____ MATERIAL
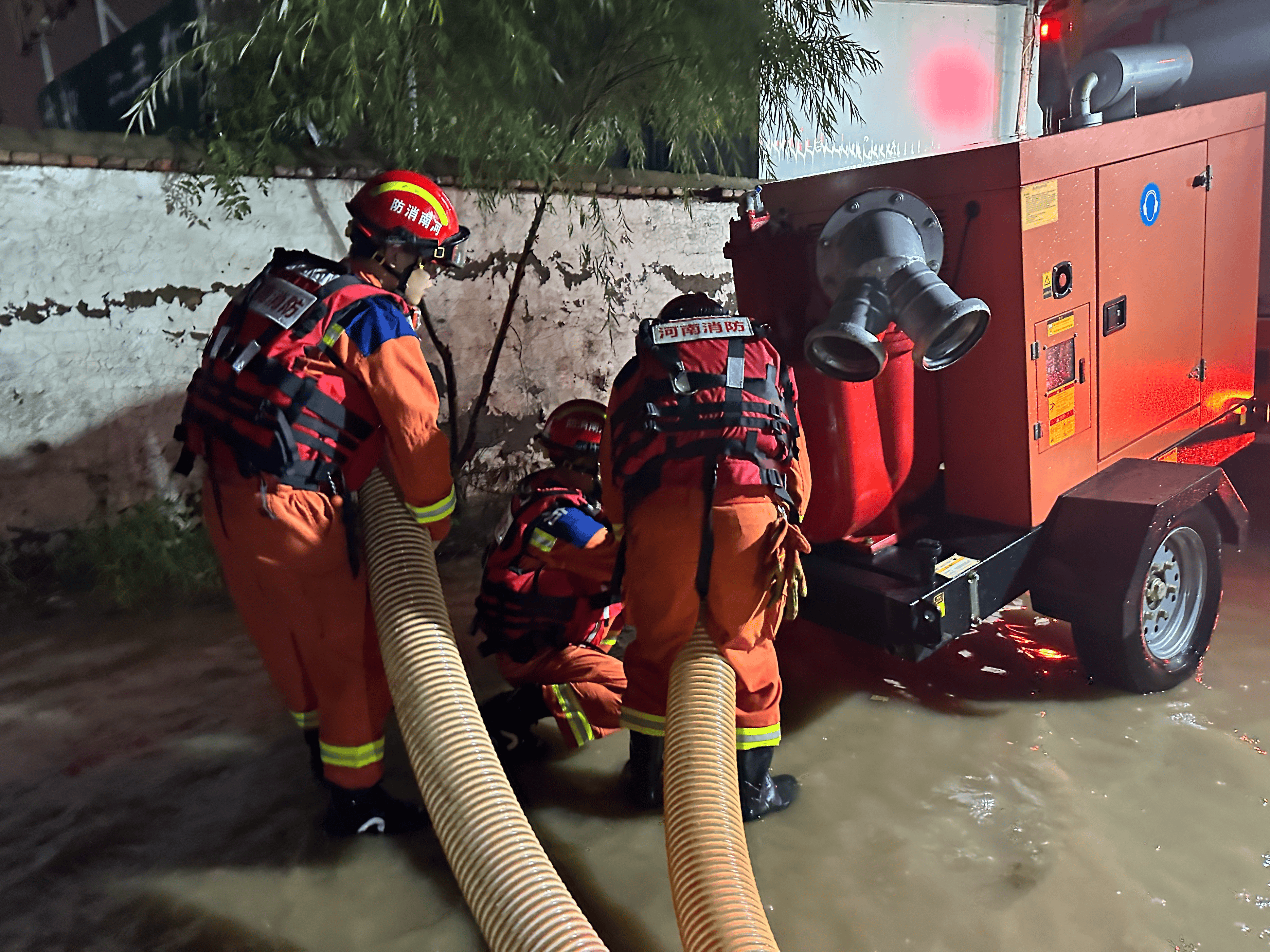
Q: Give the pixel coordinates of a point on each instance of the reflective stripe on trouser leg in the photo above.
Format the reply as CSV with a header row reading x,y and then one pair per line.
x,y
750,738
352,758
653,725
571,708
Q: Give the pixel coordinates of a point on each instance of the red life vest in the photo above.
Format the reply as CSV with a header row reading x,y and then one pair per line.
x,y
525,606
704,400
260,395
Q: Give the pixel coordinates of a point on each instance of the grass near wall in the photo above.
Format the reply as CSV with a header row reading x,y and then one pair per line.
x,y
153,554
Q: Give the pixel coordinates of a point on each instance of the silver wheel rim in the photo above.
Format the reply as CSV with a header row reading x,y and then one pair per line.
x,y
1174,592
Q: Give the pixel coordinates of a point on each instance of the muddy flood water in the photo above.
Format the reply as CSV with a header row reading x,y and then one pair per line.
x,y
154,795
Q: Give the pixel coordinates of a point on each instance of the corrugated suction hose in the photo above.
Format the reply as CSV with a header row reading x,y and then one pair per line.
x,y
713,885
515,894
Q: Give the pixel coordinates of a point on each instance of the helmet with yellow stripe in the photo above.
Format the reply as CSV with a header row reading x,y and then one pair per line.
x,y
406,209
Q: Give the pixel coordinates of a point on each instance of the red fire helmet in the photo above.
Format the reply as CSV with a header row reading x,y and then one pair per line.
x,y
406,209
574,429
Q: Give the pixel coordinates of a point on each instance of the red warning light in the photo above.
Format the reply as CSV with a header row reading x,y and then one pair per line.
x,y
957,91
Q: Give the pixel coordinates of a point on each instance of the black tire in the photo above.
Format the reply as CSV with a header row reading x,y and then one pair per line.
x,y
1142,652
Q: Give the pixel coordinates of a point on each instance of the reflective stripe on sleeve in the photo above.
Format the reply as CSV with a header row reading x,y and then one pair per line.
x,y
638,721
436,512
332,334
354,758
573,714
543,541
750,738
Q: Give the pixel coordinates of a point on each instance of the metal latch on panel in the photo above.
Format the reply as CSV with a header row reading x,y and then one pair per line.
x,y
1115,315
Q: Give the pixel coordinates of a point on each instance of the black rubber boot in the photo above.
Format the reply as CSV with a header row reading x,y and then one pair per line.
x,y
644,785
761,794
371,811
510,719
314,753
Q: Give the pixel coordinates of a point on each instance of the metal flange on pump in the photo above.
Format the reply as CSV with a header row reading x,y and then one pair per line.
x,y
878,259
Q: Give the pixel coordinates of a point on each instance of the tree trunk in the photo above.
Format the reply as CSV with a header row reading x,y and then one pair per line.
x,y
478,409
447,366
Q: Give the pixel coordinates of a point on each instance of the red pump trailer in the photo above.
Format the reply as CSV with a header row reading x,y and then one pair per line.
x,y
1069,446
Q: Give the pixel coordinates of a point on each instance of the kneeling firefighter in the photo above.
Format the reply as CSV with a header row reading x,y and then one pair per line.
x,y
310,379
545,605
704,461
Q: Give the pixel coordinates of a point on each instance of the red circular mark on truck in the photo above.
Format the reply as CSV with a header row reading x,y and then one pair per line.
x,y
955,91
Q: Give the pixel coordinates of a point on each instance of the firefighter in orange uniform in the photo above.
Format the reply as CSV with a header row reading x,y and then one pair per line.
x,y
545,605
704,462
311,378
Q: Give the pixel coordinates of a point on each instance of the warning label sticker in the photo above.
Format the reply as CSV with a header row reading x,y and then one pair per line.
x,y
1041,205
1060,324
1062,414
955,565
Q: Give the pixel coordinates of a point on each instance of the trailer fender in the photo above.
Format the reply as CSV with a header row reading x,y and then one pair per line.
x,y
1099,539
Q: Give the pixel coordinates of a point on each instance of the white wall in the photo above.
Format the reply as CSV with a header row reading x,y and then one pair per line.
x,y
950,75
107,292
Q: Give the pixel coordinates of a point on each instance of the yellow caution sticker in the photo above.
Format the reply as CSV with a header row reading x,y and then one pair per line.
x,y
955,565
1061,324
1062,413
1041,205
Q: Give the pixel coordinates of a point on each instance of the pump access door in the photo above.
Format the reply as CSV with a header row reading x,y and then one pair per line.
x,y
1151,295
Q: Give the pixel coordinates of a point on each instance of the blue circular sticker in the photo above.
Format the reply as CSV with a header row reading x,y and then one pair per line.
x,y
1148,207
________
TO DO:
Restate every record exactly, please; do not copy the pictures.

TASK SOLUTION:
Q: Give the pixel coordinates of a point on each instance of the reflective stripe on trouser leg in the photo above.
Format the reply as CSV with a header row reading x,y and then one pair per line.
x,y
750,738
352,758
653,725
571,708
Q: Give the pixel coordinates of a point on each instance of the red life vest in the photo above.
Format the reply as CSV with a header row reading x,y and then one pair per line.
x,y
525,606
704,400
260,395
Q: Give the pixel coordinates of a point on each instance of the grass near wall in the photo above.
Format the reply as CSV with a header row reading x,y and then one pair per line.
x,y
153,554
Q: Give the pixel coordinates of a point on each instance of the silver wheel rim in the photo above.
Format the reply as CSV with a header row reading x,y and then one pair per line.
x,y
1174,592
Q: Give the pixel coordinates of a point on each instance of the muddy flood water in the photo above.
Format the reply as CSV with a header row reading x,y and then one pair per line.
x,y
154,795
Q: Give the pixel coordinates of a point on each instance of the corrugated suction hose in the photo above.
Format the reply as CSV with a header row reading x,y and then one pair per line.
x,y
713,885
515,894
Q: Give the pixel coordinates of a point on each instance of the helmet with yellow stripe in the photo above.
Format the reply as CSV with a header row reading x,y and then one pair per line.
x,y
406,209
Q: Give the pixel coordinates of a point on each instance of the red fire helmet in the photo above.
Format the reply as CSV with a header row reading x,y and then one pair per line.
x,y
406,209
574,429
Q: Give the pixel coordinates of a point on each instance of the red warning light in the photo above.
Format the reply as CSV with a header row reading x,y and then one pair per line.
x,y
957,91
Q: Give the pixel coordinates of a point on each instance of the black tire in the photo above.
Format the reply as CSV with a header row reading x,y and then one pair per line.
x,y
1142,652
Q: Give the pixel coordinates of a point on each instance of the reflective stripe on sleeve in the photo above.
Format the reply as CSV with a header row reading x,y and then one pair per line.
x,y
638,721
436,512
332,334
354,758
573,714
543,541
750,738
Q: Give the pixel coordinates of a point on each instance of the metal latch on panel in the photo above.
Format the reply as CSV with a header row reading x,y and then one pair per line.
x,y
1115,315
Q: Give the pixel coordinates of a point on each instance of the black rubber boot in the photo above.
Format the reply as CSV with a header row reading x,y and then one pair per line.
x,y
644,785
761,794
371,811
510,719
314,753
Q: Give the pixel coordinates of a point on each instance of the metal flange on pump in the photo above.
Format the reply as CSV with a header row reading x,y and then one pair per line.
x,y
878,259
Q: Give the pixel coordinates of a point on each instance of the tree trunk in the photo above.
Format the reply as CSV with a header row reading x,y and then one pair per line.
x,y
478,409
447,366
Q: Give the pixel coordinates of a point on each instance of the red pump trailer in the photo above.
Format the reply as CSV with a header row reading x,y and then one pair per line.
x,y
1069,446
Q: Give the pixel coordinates of a point on each instance of the kneeling firefighter in the photo above.
Format the reply as CSV with a header row reading x,y and then one pair per line.
x,y
310,379
545,605
704,461
Q: Give the pixel coordinates of a point on each instance of the red circular mark on truck in the photo above.
Format the reply as CSV with a header row reading x,y and then one pair per line.
x,y
955,91
Q: Give the pixel coordinates of a point on each instance of the firefighter in orange uniform in the photo above.
Format the reply as CSV with a header row reading x,y and then one pair per line.
x,y
545,605
704,462
311,378
Q: Give the pixel coordinates of a point on each instance of the warning label sticker in the photo above.
Format the reply as CSV with a header row reading x,y and then one pair per line.
x,y
1041,205
1060,324
1062,414
955,565
Q: Give the pixel coordinates of a point on each instance of the trailer fender in the photo above.
Format the reply as CSV with a header row reading x,y and then one pair per line.
x,y
1099,539
Q: Give the pixel coordinates of a point on each instance of the white wall in the photo above.
Format the reply as CSV with a header row reading x,y and then one pair per line.
x,y
950,75
107,292
Q: Give the pixel coordinates of a point on each instance of the yellow caution sticker in the photo above.
Format the reply as CSV with a header row reading x,y and then one pair per line.
x,y
955,565
1061,324
1062,413
1041,205
Q: Give the pixel coordinates of a point on each instance of the pump access door in the photo above.
Format the reply as CSV with a header row reading x,y and then one pair per line.
x,y
1151,295
Q: Give the pixel coordinates of a point on each instance of the blue circular sticker in the photo above.
Format the reply as CSV with a header row reading x,y and then one pair per line.
x,y
1148,207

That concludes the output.